**DATA**.
---------------
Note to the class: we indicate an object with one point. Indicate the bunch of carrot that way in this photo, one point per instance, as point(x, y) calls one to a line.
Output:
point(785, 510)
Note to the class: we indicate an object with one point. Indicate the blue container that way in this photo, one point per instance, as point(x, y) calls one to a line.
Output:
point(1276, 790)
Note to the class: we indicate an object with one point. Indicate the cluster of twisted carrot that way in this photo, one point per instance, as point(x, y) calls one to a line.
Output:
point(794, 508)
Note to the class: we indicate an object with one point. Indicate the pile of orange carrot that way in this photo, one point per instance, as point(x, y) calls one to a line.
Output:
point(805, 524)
---------------
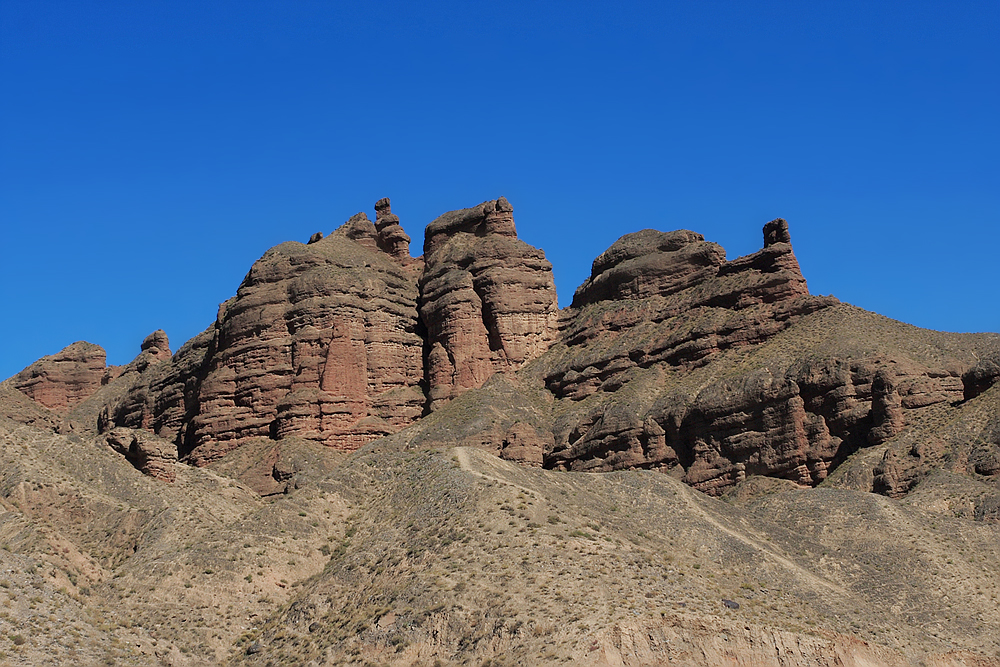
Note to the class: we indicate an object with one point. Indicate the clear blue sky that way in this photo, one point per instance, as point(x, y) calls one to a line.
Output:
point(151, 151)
---------------
**DIRECTIONS**. Each line in the data that holds the string "indicate" must be returned.

**WRITTEN REPLY**.
Note to the class: we indicate an object with one point. Indicate the bunch of carrot that way in this photo, one point per instance, as point(x, y) calls one to a line.
Note to the class: we indicate an object with one point. Indicate the blue container that way in this photo, one point per instance, as point(x, y) calls one to a line.
Note to the class: we indicate an object with one point. Indicate the cluster of twisted carrot that way in this photo, one point per instance, as point(x, y) calls one to a line.
Note to the class: we indicate an object with one point. Indicate the pile of orange carrot that way in this photo, one point per instance, as point(x, y) calls one to a line.
Note to the class: we indicate an object with one point. Indicate the clear blue sky that way in this photo, one point per instance, as point(x, y) calls one to a line.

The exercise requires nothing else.